= Input material =

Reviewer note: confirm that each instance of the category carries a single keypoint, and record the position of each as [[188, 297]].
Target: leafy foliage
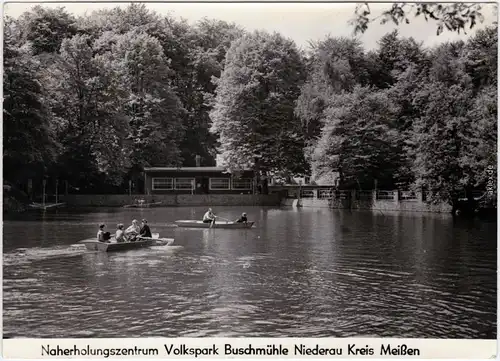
[[454, 17], [254, 105], [359, 139]]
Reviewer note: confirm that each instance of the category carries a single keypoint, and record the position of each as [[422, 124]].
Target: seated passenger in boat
[[145, 231], [243, 218], [101, 235], [133, 231], [120, 234], [209, 216]]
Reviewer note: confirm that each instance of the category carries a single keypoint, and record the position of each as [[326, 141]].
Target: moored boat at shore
[[113, 246], [217, 224]]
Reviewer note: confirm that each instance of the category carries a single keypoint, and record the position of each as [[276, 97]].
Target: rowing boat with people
[[113, 246], [216, 224]]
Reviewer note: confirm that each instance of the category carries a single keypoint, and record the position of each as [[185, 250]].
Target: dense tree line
[[94, 99]]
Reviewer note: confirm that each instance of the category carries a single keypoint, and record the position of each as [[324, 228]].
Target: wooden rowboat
[[113, 246], [45, 206], [217, 224], [143, 205]]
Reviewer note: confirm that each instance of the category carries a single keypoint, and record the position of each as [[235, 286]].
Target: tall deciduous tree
[[29, 147], [254, 106], [359, 139], [153, 110]]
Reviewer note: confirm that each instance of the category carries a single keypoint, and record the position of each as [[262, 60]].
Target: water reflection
[[300, 272]]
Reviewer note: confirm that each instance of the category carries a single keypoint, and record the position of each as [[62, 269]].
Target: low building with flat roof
[[197, 180]]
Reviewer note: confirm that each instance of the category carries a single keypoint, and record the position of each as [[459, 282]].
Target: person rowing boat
[[101, 235], [209, 216], [145, 231], [133, 231], [120, 234], [242, 219]]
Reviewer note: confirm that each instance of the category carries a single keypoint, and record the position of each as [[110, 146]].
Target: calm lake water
[[299, 273]]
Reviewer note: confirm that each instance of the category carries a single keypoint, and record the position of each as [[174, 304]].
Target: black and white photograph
[[232, 170]]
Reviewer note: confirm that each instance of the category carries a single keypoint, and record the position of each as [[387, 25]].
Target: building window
[[184, 183], [219, 183], [242, 183], [163, 183]]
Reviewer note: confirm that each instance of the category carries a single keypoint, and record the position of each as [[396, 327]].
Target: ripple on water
[[372, 281]]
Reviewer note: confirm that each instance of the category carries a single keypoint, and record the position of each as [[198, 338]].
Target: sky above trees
[[300, 22]]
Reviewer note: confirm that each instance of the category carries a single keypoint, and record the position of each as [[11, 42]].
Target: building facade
[[196, 180]]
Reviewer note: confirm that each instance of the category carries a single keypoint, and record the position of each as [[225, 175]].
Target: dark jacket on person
[[145, 231], [242, 219]]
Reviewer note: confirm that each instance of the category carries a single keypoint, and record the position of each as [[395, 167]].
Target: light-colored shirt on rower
[[133, 229], [120, 234], [100, 233], [209, 216]]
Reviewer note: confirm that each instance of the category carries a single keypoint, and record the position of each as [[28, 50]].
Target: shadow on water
[[298, 273]]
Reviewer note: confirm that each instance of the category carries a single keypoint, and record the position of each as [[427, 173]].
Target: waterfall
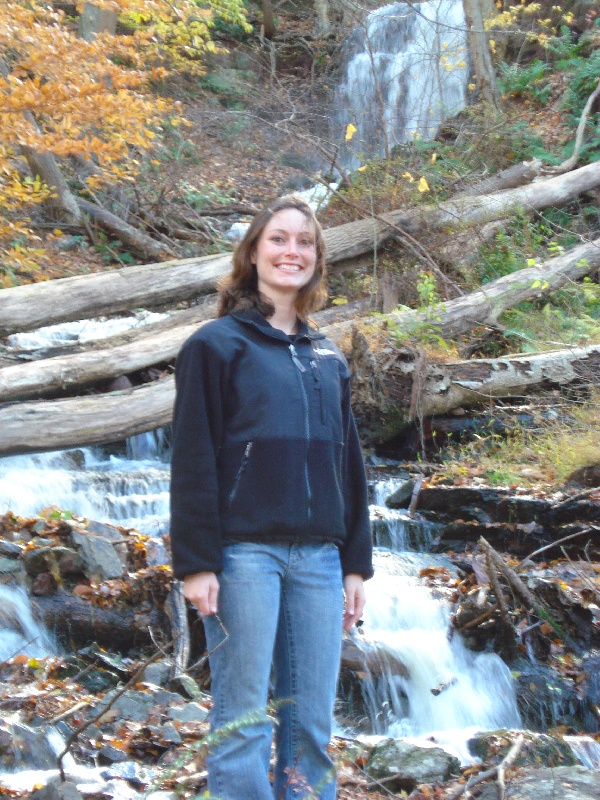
[[19, 631], [404, 72], [443, 688]]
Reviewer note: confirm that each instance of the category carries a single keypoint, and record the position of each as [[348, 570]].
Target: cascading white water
[[19, 631], [405, 71], [118, 490], [474, 690]]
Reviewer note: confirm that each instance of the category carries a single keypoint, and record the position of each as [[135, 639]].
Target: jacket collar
[[256, 320]]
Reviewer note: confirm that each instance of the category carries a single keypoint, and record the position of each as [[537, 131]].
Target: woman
[[269, 516]]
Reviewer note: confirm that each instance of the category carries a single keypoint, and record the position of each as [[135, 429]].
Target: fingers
[[355, 600], [202, 590]]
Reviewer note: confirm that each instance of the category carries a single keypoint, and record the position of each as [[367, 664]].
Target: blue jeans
[[282, 605]]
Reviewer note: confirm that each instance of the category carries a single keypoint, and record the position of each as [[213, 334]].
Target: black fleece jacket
[[265, 448]]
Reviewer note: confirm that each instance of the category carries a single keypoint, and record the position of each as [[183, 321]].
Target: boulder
[[404, 766], [99, 557]]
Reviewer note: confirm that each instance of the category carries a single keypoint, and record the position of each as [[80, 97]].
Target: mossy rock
[[539, 749]]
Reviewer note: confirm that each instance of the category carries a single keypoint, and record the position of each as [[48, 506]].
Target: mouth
[[289, 267]]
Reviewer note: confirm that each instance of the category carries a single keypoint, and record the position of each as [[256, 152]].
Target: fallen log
[[101, 419], [76, 620], [149, 345], [27, 307], [161, 341], [484, 307]]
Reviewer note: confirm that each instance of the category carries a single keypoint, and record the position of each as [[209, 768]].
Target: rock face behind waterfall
[[405, 72]]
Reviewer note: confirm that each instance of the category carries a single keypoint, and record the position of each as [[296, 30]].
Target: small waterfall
[[586, 749], [405, 71], [19, 631], [121, 491], [423, 678]]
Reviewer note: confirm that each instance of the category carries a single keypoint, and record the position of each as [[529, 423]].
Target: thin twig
[[131, 682]]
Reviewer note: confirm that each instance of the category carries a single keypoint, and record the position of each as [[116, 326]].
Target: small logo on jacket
[[321, 351]]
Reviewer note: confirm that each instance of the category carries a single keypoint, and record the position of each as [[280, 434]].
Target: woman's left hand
[[354, 592]]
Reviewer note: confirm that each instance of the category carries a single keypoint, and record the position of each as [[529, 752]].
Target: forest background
[[138, 132]]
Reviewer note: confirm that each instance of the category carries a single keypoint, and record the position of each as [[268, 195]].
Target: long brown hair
[[239, 290]]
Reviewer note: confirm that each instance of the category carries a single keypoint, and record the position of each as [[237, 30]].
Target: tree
[[63, 97], [476, 12]]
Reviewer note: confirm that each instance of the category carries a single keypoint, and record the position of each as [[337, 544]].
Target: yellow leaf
[[350, 131]]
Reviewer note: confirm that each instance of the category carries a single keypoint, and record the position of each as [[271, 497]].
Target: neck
[[285, 317]]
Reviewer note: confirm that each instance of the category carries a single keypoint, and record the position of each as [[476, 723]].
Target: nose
[[292, 246]]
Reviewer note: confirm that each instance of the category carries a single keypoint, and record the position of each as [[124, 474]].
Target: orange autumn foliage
[[63, 95]]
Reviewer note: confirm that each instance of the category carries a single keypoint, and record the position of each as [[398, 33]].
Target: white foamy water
[[133, 492], [405, 73], [472, 690], [84, 330], [20, 632]]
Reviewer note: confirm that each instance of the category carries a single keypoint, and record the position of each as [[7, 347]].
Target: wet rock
[[10, 549], [10, 566], [566, 783], [99, 556], [169, 733], [43, 584], [131, 771], [28, 748], [157, 673], [538, 748], [190, 712], [37, 560], [409, 765], [57, 790], [400, 498], [111, 755], [591, 690]]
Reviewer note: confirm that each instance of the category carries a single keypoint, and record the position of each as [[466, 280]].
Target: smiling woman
[[269, 515], [285, 255]]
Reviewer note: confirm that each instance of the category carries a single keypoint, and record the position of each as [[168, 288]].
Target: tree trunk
[[386, 411], [102, 419], [27, 307], [77, 370], [322, 26], [268, 19], [479, 48], [131, 237], [484, 306], [44, 164], [76, 620]]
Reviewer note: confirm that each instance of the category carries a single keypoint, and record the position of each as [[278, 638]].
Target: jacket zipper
[[302, 369], [318, 387], [240, 472]]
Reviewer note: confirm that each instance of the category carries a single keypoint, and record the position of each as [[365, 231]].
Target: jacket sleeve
[[357, 550], [197, 428]]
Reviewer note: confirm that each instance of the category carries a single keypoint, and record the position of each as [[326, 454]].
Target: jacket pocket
[[240, 472]]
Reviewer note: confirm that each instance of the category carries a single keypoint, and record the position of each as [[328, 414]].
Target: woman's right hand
[[202, 590]]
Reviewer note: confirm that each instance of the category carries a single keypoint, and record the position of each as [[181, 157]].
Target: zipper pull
[[315, 371], [296, 360]]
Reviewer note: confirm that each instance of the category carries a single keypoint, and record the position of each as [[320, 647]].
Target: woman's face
[[285, 254]]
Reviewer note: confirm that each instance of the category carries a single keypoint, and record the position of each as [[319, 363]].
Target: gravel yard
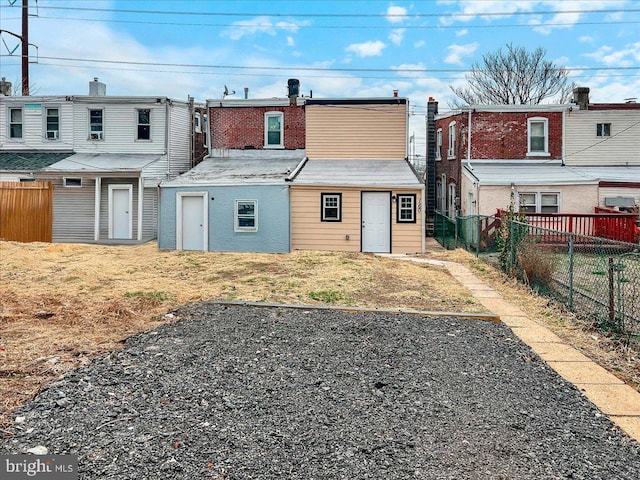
[[233, 392]]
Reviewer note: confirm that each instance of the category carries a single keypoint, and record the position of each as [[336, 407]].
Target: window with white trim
[[538, 136], [331, 206], [75, 182], [15, 123], [274, 130], [53, 123], [246, 216], [603, 130], [144, 124], [406, 204], [451, 152], [96, 131], [539, 202]]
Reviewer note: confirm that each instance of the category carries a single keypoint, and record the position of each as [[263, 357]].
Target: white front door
[[192, 226], [376, 222], [120, 211]]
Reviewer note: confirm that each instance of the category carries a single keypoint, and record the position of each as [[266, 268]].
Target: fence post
[[512, 246], [612, 311], [571, 271]]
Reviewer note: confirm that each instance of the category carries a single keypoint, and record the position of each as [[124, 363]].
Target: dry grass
[[620, 359], [63, 304]]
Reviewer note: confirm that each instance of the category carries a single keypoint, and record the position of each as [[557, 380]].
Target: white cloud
[[397, 35], [458, 52], [396, 14], [625, 57], [262, 24], [414, 70], [367, 49]]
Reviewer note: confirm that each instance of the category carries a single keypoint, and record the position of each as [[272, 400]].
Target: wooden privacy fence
[[26, 211]]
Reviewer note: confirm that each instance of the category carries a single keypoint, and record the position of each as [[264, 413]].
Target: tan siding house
[[357, 192], [356, 130]]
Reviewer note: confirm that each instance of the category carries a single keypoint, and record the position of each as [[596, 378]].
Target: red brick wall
[[503, 135], [241, 127]]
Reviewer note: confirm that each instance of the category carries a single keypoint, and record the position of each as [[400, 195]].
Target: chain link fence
[[597, 278]]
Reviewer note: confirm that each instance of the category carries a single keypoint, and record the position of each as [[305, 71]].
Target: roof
[[357, 101], [29, 161], [104, 162], [358, 173], [504, 173], [242, 167]]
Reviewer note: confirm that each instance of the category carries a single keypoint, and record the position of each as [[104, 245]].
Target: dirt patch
[[63, 304]]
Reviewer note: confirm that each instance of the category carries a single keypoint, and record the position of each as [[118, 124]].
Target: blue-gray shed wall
[[273, 235]]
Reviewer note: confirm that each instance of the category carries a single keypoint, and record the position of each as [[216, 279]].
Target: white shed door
[[193, 229], [376, 222], [120, 221]]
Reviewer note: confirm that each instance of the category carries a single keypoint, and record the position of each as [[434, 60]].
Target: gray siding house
[[236, 200], [118, 150]]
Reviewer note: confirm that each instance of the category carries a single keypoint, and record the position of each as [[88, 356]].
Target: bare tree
[[513, 76]]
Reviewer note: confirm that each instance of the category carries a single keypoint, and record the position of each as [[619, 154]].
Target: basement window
[[72, 182]]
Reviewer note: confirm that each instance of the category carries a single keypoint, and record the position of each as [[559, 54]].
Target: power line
[[340, 27], [344, 15], [306, 69]]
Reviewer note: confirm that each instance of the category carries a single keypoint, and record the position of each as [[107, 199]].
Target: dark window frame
[[399, 207], [323, 207]]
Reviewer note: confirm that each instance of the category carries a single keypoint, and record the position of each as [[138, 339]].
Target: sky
[[337, 49]]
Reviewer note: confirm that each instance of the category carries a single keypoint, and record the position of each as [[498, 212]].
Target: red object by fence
[[604, 223]]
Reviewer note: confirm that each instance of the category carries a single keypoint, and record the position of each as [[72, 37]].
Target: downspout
[[140, 205], [96, 221], [166, 136], [564, 111]]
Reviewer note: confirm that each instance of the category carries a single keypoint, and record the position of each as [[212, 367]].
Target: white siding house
[[119, 150]]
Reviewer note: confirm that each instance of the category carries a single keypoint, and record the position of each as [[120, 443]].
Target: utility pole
[[25, 48]]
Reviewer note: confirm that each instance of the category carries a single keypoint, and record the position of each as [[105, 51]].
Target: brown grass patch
[[63, 304]]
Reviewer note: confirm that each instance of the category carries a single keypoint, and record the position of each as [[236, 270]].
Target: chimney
[[97, 89], [581, 97], [293, 85], [5, 88]]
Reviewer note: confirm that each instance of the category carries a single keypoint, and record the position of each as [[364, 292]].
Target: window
[[95, 125], [603, 130], [144, 124], [72, 182], [246, 216], [538, 136], [15, 123], [452, 140], [273, 130], [406, 208], [539, 202], [53, 123], [452, 201], [331, 207]]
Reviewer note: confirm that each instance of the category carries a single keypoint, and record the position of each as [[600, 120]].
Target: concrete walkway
[[612, 396]]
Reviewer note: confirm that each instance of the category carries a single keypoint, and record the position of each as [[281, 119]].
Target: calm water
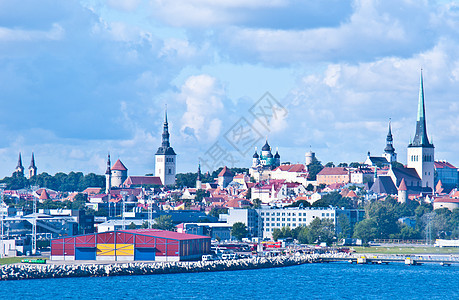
[[315, 281]]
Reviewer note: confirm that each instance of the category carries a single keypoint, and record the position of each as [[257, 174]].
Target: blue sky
[[79, 79]]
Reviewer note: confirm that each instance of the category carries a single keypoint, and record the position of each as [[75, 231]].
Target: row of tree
[[71, 182]]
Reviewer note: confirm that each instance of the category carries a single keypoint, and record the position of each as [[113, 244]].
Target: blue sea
[[309, 281]]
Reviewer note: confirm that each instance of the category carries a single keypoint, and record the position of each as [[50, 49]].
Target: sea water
[[308, 281]]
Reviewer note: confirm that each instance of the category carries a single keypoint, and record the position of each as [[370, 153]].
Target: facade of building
[[264, 162], [447, 174], [420, 152], [333, 175], [32, 167], [118, 174], [131, 245], [276, 218], [165, 158]]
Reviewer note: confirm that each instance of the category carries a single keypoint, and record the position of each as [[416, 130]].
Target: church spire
[[109, 170], [19, 166], [389, 141], [166, 135], [32, 161], [420, 137]]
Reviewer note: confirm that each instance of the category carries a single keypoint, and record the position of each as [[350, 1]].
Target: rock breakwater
[[29, 271]]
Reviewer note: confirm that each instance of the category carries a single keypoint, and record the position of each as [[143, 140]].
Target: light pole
[[124, 209]]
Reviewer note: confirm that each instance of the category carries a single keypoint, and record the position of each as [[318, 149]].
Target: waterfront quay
[[385, 259], [65, 269]]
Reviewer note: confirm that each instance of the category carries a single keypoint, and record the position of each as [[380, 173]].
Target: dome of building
[[266, 147]]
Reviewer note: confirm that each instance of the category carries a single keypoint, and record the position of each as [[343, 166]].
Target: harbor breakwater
[[30, 271]]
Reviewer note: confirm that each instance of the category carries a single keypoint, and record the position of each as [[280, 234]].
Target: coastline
[[30, 271]]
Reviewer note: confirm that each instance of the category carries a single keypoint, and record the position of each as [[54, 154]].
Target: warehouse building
[[131, 245]]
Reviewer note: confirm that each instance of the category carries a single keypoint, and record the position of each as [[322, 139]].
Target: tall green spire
[[420, 138]]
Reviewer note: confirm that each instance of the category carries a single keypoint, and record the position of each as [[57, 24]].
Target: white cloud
[[56, 32], [203, 97]]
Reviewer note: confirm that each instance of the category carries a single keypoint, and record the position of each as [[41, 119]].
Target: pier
[[386, 259]]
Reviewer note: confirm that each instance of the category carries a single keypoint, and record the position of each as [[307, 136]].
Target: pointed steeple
[[32, 162], [199, 172], [389, 141], [109, 170], [420, 137], [165, 135], [19, 166]]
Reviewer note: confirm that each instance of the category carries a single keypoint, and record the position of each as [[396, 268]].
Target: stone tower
[[420, 152], [119, 174], [19, 168], [32, 167], [198, 178], [108, 176], [402, 192], [165, 158], [389, 151]]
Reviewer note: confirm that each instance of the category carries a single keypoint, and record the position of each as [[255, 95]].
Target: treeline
[[189, 179], [71, 182], [382, 221]]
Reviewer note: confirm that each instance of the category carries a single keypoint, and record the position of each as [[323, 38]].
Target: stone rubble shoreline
[[31, 271]]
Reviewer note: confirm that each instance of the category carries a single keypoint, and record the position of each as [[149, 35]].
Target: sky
[[79, 79]]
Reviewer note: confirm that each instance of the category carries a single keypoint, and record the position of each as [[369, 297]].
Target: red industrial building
[[131, 245]]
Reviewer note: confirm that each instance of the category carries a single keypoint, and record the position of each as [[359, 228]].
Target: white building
[[165, 158], [420, 152]]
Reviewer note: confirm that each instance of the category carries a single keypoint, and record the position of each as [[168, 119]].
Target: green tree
[[303, 235], [164, 222], [366, 230], [345, 227], [215, 211], [314, 168], [256, 203], [239, 230], [277, 234], [321, 230], [79, 201]]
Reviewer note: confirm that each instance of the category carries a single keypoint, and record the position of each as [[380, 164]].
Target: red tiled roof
[[225, 172], [443, 164], [44, 195], [142, 180], [118, 166], [333, 171], [292, 168], [167, 234], [447, 200], [402, 186]]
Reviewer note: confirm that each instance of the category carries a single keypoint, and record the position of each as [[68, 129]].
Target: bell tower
[[420, 151]]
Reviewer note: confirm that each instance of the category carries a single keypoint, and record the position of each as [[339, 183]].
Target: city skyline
[[86, 77]]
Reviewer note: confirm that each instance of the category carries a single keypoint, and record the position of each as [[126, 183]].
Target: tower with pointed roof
[[389, 151], [19, 168], [108, 176], [420, 152], [32, 167], [165, 158], [198, 178], [118, 174]]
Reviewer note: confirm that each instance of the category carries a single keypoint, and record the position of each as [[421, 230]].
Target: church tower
[[32, 167], [198, 178], [108, 176], [19, 168], [165, 162], [420, 151], [389, 151]]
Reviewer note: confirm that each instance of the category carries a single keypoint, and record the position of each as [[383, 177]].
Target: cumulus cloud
[[203, 97]]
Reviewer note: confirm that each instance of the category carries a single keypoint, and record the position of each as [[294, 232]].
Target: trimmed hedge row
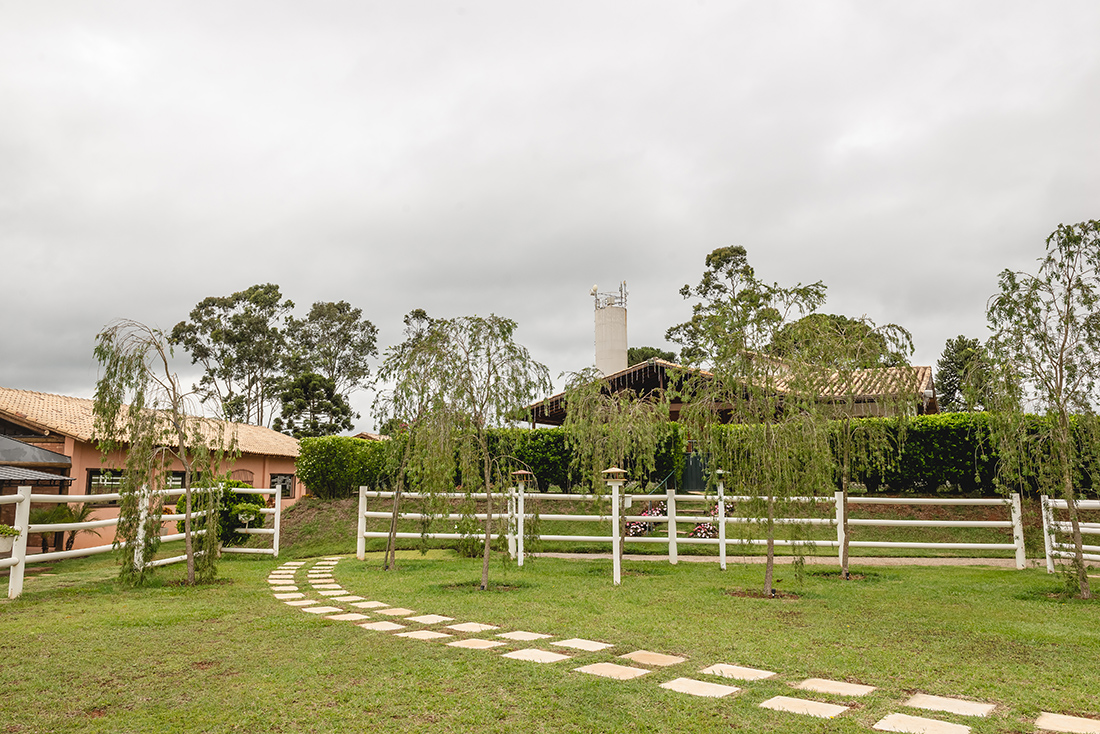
[[949, 452]]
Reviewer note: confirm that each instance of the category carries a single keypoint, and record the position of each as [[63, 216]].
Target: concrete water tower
[[611, 329]]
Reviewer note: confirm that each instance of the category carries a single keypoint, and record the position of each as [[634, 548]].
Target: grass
[[83, 654]]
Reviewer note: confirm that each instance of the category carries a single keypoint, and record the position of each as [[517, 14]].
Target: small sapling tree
[[452, 381], [782, 450], [140, 408], [1045, 352]]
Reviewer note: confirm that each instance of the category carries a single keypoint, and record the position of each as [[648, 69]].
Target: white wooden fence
[[1053, 528], [516, 518], [23, 497]]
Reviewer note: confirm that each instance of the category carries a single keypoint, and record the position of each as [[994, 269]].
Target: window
[[285, 482], [108, 481]]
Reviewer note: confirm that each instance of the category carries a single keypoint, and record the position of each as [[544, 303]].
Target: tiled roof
[[15, 474], [72, 416]]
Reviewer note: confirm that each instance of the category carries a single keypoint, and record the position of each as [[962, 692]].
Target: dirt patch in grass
[[758, 593]]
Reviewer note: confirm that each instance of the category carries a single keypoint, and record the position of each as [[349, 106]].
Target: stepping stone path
[[286, 589]]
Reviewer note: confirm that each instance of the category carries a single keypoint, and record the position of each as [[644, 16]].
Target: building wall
[[86, 457]]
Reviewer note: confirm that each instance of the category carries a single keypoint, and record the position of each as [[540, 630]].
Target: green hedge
[[948, 452], [334, 467]]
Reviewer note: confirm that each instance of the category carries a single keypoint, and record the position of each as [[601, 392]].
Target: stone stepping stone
[[475, 644], [430, 619], [834, 687], [950, 705], [348, 616], [535, 655], [1057, 722], [901, 722], [612, 670], [424, 634], [523, 636], [802, 705], [471, 626], [382, 626], [700, 688], [645, 657], [579, 644], [737, 671]]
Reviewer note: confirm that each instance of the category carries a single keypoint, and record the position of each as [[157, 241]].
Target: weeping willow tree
[[140, 408], [1044, 357], [782, 450], [452, 381], [609, 428], [857, 370]]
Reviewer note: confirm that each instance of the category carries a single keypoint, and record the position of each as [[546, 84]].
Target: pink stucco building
[[61, 430]]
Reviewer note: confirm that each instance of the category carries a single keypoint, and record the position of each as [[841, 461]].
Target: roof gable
[[45, 413]]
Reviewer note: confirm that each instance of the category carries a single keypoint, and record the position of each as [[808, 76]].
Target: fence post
[[512, 522], [277, 493], [722, 521], [360, 540], [615, 478], [838, 497], [1018, 532], [520, 513], [1047, 532], [19, 549], [670, 510]]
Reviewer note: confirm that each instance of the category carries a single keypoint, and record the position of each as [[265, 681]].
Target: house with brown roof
[[57, 433], [876, 392]]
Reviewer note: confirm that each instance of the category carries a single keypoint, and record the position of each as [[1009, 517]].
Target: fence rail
[[517, 519], [23, 499]]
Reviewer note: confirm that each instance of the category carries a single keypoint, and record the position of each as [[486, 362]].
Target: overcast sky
[[504, 156]]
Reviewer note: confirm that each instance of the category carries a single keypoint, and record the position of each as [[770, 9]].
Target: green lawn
[[84, 655]]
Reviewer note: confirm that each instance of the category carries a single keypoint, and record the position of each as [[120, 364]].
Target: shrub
[[334, 467]]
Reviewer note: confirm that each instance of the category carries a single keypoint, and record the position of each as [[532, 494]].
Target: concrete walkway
[[607, 660]]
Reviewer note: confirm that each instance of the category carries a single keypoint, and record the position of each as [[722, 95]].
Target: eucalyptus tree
[[240, 342], [311, 406], [141, 408], [859, 370], [334, 341], [1045, 351], [781, 450], [452, 381], [960, 375]]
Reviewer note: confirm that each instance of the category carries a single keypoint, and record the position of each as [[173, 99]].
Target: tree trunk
[[488, 519], [1070, 496], [845, 479], [389, 561], [769, 570]]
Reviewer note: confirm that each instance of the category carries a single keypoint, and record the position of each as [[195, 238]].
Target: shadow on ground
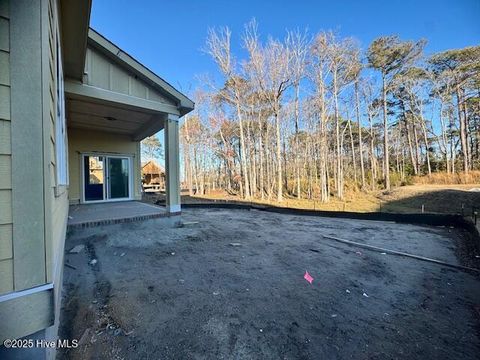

= What is required =
The response should hold exactly the lines starting at the line with "Target: church spire" and ending at the line with "as [[143, 140]].", and no other line of the material above.

= Response to the exercise =
Target: church spire
[[109, 170], [19, 166], [389, 141], [166, 135], [32, 161], [420, 137]]
Reviewer note: confirm that each instance of the category carries a single keypoint, and record the position of each as [[350, 1]].
Target: rock breakwater
[[29, 271]]
Reviewer note: confirm that each instance of the category carries a single keypoint, and record the position of each as [[143, 140]].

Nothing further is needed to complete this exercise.